Challenge
Show each line that contains the string "tree".
___ Exercise input
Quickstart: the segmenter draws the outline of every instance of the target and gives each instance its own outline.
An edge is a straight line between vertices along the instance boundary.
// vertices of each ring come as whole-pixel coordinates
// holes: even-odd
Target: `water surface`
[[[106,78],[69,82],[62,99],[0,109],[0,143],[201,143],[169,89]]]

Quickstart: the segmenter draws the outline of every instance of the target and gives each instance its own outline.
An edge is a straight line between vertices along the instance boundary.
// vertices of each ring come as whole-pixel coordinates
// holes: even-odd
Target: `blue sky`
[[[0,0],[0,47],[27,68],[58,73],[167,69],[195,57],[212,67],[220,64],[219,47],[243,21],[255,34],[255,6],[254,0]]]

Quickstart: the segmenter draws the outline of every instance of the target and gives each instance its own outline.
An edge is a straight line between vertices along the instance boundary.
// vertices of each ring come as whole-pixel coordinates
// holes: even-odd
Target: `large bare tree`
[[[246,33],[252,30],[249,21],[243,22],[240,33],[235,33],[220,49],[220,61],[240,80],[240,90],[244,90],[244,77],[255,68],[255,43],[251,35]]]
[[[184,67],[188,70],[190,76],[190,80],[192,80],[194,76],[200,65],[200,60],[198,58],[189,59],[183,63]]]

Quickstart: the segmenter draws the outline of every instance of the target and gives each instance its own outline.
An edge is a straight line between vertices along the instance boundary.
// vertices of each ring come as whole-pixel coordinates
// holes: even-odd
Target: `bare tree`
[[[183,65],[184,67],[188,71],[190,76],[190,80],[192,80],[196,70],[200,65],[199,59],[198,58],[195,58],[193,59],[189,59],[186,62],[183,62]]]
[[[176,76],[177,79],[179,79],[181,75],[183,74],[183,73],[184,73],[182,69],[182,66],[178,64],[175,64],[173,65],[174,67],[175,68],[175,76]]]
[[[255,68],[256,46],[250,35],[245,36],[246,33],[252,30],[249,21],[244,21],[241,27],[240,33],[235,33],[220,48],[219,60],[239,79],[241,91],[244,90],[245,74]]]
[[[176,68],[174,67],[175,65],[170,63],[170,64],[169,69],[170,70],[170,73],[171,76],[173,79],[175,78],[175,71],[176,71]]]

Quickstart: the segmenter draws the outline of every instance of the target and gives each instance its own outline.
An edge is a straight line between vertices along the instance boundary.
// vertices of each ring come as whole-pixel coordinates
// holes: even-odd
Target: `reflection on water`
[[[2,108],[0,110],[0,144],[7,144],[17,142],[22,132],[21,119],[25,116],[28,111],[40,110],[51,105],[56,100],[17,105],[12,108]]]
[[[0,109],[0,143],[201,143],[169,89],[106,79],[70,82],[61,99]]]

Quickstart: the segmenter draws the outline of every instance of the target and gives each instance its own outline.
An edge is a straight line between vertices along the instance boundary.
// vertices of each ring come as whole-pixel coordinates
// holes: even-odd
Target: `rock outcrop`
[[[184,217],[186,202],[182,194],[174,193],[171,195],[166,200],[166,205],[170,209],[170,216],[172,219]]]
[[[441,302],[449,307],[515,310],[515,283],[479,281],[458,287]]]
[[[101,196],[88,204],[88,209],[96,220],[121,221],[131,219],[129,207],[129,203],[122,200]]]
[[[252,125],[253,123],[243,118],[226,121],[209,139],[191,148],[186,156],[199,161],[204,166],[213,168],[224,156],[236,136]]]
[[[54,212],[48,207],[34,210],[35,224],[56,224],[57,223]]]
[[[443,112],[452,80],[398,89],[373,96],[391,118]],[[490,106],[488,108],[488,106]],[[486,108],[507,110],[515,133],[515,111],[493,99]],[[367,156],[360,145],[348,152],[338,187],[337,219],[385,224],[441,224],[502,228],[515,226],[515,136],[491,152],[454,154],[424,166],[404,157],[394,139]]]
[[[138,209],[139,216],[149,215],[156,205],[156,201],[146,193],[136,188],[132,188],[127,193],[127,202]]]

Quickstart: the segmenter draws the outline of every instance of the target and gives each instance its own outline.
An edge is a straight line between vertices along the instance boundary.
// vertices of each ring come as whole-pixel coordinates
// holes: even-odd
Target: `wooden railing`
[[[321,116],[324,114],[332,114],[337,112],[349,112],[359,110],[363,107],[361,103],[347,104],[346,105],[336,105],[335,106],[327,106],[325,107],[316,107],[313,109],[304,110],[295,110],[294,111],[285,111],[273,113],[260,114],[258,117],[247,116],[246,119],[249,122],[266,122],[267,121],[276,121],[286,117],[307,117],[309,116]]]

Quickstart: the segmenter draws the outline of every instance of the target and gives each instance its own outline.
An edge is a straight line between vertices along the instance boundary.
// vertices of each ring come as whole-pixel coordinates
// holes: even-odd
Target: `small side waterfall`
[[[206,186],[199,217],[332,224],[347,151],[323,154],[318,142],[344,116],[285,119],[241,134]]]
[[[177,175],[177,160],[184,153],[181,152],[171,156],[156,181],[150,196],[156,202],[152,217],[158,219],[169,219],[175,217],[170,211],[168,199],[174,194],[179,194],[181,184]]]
______
Output for this task
Target: `large bare tree`
Target: `bare tree`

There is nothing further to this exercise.